*** Opening DATA TO USE ***

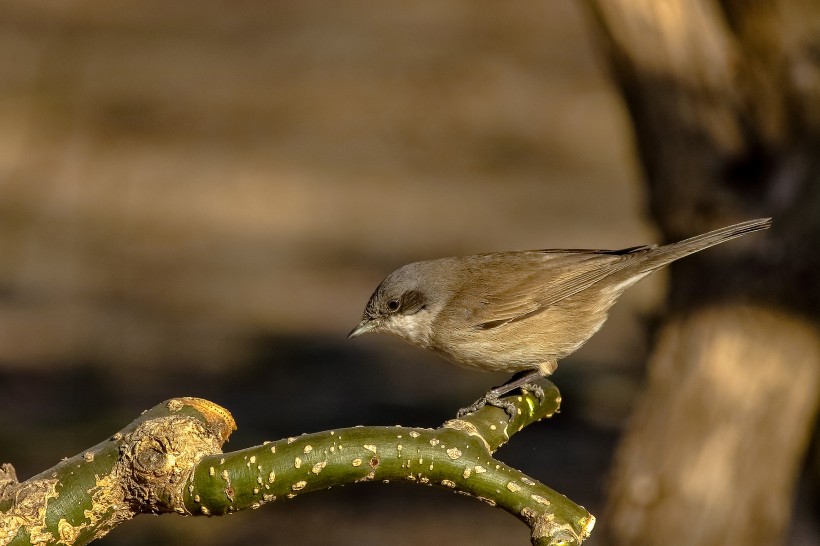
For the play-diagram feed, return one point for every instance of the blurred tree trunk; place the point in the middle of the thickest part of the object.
(725, 101)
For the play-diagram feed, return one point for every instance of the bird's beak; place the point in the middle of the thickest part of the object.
(364, 326)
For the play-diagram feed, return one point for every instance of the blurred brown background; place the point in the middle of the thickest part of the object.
(197, 198)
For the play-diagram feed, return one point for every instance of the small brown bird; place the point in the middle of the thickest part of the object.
(518, 311)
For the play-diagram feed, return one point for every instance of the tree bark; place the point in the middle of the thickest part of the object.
(725, 101)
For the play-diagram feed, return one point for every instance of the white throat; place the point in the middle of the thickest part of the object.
(416, 328)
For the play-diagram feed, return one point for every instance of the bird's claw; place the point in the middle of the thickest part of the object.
(489, 400)
(535, 389)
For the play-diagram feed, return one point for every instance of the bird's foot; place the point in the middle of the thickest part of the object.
(535, 389)
(489, 400)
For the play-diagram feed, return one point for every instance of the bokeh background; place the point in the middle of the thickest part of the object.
(197, 198)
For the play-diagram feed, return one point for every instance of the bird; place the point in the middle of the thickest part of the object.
(518, 311)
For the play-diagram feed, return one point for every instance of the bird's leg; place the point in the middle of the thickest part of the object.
(524, 379)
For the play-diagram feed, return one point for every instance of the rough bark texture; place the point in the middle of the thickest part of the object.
(170, 460)
(725, 100)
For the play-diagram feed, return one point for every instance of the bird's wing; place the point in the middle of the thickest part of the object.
(561, 274)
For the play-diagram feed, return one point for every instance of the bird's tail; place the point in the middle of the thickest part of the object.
(669, 253)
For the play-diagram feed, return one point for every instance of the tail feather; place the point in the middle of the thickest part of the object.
(668, 253)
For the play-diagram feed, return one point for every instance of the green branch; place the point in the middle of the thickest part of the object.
(170, 460)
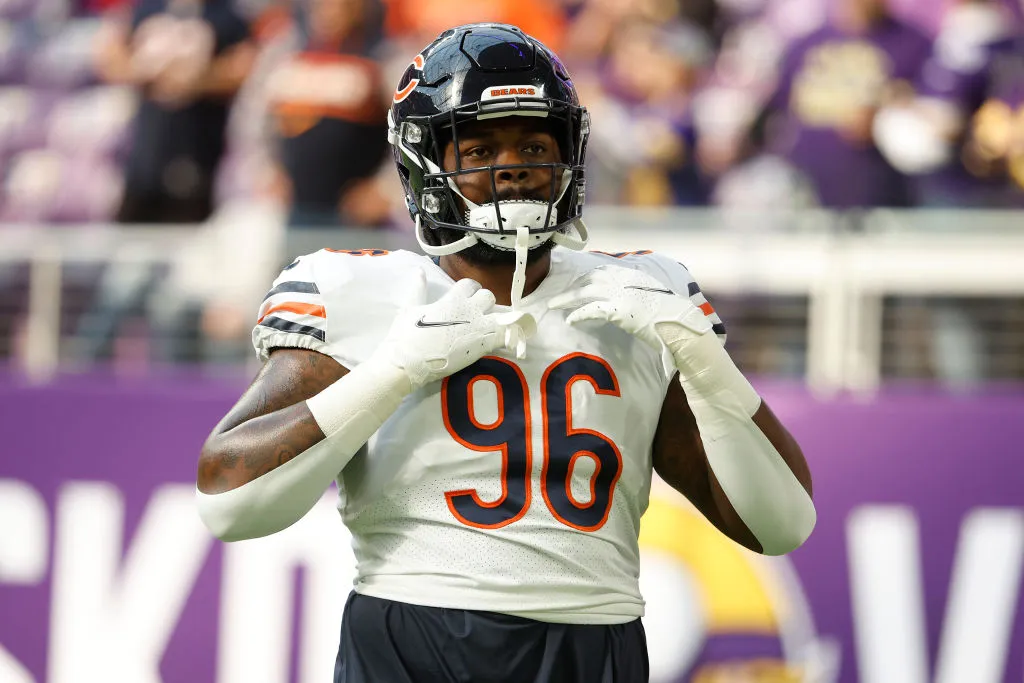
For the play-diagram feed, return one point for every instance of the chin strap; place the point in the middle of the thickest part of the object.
(519, 276)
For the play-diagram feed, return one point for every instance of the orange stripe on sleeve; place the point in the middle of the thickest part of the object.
(295, 307)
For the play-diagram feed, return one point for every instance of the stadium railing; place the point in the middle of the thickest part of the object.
(823, 296)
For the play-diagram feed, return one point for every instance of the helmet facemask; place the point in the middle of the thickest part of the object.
(441, 210)
(474, 73)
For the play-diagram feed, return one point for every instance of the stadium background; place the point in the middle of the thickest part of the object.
(887, 332)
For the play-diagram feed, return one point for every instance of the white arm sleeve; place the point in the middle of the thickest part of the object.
(348, 412)
(754, 475)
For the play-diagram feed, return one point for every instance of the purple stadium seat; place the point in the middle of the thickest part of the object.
(13, 52)
(92, 122)
(89, 191)
(46, 186)
(65, 59)
(32, 185)
(24, 115)
(17, 9)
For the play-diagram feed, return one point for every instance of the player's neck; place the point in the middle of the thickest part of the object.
(498, 279)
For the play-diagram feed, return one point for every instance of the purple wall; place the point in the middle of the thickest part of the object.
(911, 467)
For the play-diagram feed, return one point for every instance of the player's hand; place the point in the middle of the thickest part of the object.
(634, 301)
(435, 340)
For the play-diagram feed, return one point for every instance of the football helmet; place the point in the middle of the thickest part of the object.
(480, 72)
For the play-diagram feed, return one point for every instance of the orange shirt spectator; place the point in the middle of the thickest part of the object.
(427, 18)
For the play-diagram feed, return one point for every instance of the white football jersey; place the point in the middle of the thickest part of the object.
(514, 485)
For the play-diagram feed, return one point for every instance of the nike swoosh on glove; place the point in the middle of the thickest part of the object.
(461, 329)
(634, 301)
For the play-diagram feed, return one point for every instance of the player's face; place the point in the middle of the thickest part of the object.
(504, 141)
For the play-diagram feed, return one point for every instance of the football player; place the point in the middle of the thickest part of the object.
(493, 413)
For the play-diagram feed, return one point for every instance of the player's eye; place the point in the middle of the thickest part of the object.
(478, 152)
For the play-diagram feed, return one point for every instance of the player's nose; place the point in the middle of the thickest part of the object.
(510, 156)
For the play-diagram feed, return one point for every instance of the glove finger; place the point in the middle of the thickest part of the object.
(482, 300)
(596, 310)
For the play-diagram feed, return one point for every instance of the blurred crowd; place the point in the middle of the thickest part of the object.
(163, 111)
(179, 112)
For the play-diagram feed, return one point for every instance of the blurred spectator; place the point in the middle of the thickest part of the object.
(419, 22)
(642, 135)
(962, 137)
(187, 58)
(963, 134)
(830, 86)
(328, 100)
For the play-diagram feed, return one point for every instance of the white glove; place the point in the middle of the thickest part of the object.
(636, 302)
(429, 342)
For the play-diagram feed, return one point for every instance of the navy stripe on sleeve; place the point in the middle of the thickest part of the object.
(289, 326)
(294, 286)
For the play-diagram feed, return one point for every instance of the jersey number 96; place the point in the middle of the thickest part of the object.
(511, 435)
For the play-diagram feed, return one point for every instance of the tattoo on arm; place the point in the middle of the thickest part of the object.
(270, 424)
(680, 460)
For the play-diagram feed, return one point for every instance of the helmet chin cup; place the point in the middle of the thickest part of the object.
(501, 231)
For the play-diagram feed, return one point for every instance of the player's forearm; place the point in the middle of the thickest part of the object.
(252, 449)
(757, 465)
(295, 453)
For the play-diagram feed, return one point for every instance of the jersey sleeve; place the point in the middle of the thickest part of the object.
(677, 278)
(292, 314)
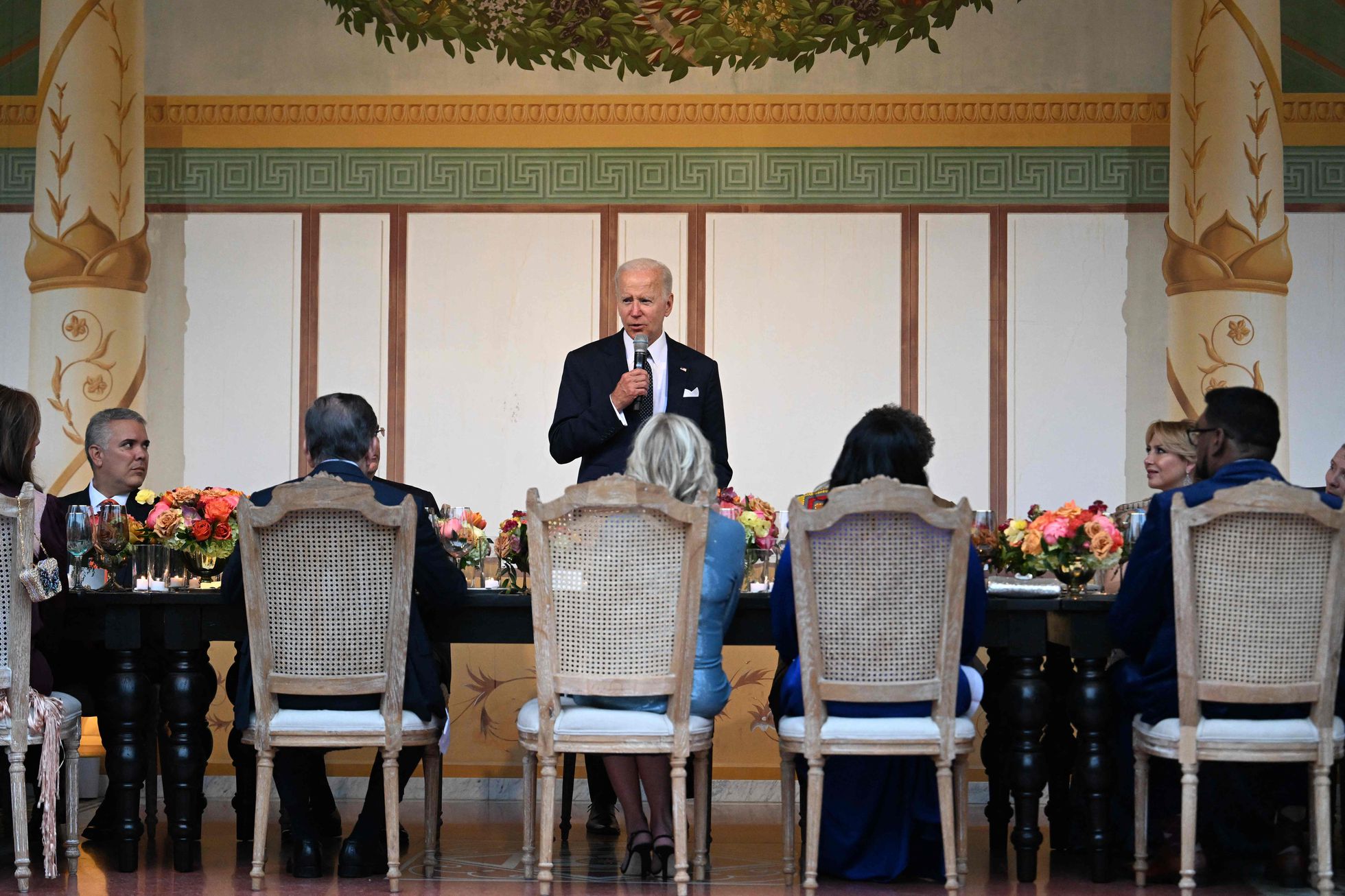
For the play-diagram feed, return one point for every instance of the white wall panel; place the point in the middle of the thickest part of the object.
(353, 307)
(15, 300)
(804, 314)
(494, 303)
(661, 236)
(1315, 344)
(955, 351)
(224, 349)
(1067, 358)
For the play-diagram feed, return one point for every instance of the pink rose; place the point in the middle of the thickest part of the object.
(155, 513)
(1055, 530)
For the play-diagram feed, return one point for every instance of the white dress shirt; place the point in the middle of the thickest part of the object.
(96, 498)
(658, 364)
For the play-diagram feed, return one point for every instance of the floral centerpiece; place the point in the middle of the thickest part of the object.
(200, 522)
(511, 548)
(1073, 543)
(759, 521)
(463, 537)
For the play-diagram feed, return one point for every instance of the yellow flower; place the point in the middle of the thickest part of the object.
(755, 523)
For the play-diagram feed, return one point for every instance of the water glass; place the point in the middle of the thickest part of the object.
(78, 540)
(985, 539)
(109, 530)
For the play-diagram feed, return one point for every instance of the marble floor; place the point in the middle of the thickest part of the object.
(480, 853)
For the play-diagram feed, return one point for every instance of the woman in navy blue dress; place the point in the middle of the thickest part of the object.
(880, 814)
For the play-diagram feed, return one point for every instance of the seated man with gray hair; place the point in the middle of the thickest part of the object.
(340, 432)
(117, 449)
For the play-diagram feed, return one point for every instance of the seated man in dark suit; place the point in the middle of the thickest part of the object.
(320, 794)
(340, 432)
(1235, 440)
(117, 449)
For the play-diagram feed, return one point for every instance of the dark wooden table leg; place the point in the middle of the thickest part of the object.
(998, 810)
(124, 704)
(1091, 708)
(567, 795)
(187, 689)
(245, 785)
(1059, 743)
(1027, 698)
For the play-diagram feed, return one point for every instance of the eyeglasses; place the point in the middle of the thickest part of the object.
(1193, 432)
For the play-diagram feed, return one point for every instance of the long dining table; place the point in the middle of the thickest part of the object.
(1031, 705)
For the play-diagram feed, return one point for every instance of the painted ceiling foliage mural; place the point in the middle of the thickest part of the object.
(644, 36)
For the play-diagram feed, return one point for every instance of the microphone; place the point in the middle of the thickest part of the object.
(642, 353)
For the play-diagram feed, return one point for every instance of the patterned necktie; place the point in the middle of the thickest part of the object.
(644, 403)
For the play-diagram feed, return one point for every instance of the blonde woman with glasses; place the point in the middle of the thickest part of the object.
(670, 451)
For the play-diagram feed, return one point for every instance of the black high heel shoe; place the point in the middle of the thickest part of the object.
(638, 849)
(665, 855)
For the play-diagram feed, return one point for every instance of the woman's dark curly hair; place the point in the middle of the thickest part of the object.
(887, 442)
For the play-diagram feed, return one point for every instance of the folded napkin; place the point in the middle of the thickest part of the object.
(1013, 587)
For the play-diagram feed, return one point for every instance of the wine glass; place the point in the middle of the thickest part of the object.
(78, 540)
(448, 523)
(1134, 525)
(985, 537)
(109, 534)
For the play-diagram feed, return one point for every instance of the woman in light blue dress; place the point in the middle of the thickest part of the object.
(670, 451)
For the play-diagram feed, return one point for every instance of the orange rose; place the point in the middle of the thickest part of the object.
(167, 523)
(217, 509)
(182, 497)
(1102, 545)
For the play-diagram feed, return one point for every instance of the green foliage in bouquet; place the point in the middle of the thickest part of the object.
(643, 36)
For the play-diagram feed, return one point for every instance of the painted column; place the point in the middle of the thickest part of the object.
(1227, 263)
(88, 256)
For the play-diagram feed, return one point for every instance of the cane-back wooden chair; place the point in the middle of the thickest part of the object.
(880, 576)
(616, 598)
(327, 572)
(1258, 588)
(18, 529)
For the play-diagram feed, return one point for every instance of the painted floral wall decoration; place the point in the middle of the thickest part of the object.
(643, 36)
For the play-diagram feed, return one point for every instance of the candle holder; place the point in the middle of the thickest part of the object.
(150, 567)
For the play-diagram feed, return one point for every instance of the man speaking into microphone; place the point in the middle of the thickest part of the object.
(613, 385)
(605, 394)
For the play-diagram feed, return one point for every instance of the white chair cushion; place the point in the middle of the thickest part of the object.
(591, 720)
(1289, 731)
(342, 722)
(895, 729)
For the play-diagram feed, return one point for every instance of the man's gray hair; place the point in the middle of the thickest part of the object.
(339, 425)
(100, 427)
(672, 452)
(643, 264)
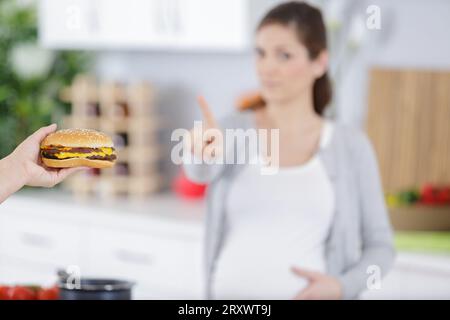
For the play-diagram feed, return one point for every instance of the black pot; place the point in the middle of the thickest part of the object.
(95, 289)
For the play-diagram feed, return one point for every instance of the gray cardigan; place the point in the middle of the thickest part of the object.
(360, 235)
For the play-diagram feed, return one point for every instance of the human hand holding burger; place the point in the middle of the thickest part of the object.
(25, 166)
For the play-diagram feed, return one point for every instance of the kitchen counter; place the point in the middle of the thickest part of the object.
(156, 242)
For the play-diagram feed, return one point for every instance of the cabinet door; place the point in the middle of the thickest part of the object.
(143, 24)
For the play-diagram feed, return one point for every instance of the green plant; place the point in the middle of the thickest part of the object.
(31, 77)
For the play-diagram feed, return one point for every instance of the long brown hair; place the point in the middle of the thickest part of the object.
(308, 23)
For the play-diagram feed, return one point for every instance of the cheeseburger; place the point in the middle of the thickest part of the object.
(78, 147)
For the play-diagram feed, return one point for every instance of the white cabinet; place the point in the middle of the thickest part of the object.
(144, 24)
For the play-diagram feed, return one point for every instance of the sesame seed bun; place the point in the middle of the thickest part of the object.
(77, 162)
(78, 138)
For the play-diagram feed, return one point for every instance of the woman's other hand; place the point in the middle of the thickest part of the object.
(206, 142)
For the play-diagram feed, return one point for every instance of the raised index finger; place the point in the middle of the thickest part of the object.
(206, 111)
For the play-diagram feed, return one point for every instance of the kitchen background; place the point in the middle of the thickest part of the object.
(133, 69)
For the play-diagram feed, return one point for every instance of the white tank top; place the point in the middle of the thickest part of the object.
(275, 222)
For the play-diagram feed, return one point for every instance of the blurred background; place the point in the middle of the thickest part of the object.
(133, 69)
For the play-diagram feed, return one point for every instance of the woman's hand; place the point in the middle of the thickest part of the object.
(321, 286)
(24, 167)
(207, 142)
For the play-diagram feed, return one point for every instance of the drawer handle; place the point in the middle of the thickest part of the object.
(36, 240)
(134, 257)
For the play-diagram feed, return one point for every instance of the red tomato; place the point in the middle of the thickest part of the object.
(5, 293)
(48, 293)
(22, 293)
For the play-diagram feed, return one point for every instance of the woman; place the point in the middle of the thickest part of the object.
(23, 166)
(312, 230)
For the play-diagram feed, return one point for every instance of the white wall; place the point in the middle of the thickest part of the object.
(417, 35)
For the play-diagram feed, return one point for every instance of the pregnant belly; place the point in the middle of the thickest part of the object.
(253, 273)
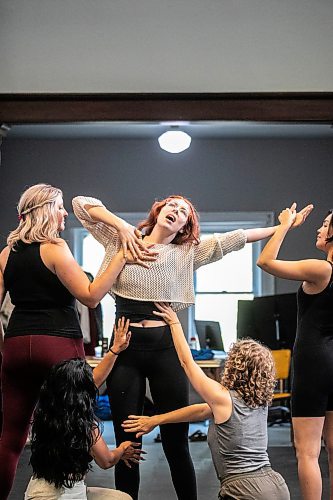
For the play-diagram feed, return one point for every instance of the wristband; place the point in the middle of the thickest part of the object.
(115, 353)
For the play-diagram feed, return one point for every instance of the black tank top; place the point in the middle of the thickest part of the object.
(43, 305)
(315, 316)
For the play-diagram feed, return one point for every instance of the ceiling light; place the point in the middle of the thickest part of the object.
(174, 141)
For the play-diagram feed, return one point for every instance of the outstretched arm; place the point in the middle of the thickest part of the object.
(120, 342)
(143, 425)
(130, 237)
(257, 234)
(311, 270)
(106, 458)
(3, 260)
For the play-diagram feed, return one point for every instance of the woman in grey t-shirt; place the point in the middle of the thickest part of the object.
(238, 406)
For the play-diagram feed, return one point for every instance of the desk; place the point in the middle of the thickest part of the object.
(212, 367)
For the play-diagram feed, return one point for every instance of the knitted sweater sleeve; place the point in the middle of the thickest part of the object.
(103, 233)
(216, 247)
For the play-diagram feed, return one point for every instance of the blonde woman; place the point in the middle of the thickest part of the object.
(238, 406)
(43, 280)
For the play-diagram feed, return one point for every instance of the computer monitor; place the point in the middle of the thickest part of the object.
(209, 334)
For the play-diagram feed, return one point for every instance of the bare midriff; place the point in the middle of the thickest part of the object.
(146, 323)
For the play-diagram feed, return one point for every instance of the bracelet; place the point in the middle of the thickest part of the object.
(115, 353)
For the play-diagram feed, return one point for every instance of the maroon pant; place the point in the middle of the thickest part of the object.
(25, 363)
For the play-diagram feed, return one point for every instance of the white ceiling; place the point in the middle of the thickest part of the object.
(144, 130)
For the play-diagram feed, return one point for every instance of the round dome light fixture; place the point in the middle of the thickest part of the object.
(174, 141)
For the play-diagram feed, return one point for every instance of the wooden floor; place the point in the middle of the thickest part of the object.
(155, 477)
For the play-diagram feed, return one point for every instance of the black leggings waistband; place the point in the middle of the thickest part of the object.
(150, 338)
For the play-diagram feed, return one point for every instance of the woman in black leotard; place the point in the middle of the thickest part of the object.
(312, 388)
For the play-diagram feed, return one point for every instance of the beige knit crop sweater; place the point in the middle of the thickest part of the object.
(170, 277)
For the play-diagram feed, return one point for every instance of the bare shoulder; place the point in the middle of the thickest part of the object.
(4, 257)
(57, 244)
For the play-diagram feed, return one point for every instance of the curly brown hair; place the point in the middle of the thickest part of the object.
(250, 371)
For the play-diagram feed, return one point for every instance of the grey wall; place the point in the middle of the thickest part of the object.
(218, 175)
(166, 46)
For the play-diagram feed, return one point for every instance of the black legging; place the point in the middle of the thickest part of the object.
(151, 355)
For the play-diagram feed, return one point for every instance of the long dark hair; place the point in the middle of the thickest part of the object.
(330, 227)
(64, 424)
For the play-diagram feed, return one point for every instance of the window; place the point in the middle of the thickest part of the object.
(219, 286)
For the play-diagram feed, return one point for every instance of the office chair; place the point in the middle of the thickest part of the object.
(280, 413)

*** Closing DATA TO USE ***

The answer is a portion of the data. Write out exactly the line with "the bare shoulder;" and all lines after it.

For the play-diagram feed, return one point for every instance of the bare shoulder; place the point in the middle of the thickest part of the object.
(4, 257)
(57, 244)
For the play-diagram feed, return one point for every instance of the curly brown hair; place the point in the middle of the thickest part of the object.
(250, 371)
For the play-diagram feed, return one point for every instance of the grey wall; place the point in the middle of the thickest part of the object.
(218, 175)
(166, 46)
For the play-diagram feed, return one point for every instance of the black legging; place the point in the middle of the thickest part of the object.
(151, 355)
For the play-diagram feed, return one point for every instance of the long dark hair; place the point in the middle of the thickest part of the object.
(330, 227)
(64, 424)
For the play-diagram feed, return one point for every instance of the window; place the point in the middle of the thickest part of the object.
(219, 286)
For the play-diagram feed, return one point for every instance of the office chair; place the point in the middle of the thickest part of the object.
(280, 413)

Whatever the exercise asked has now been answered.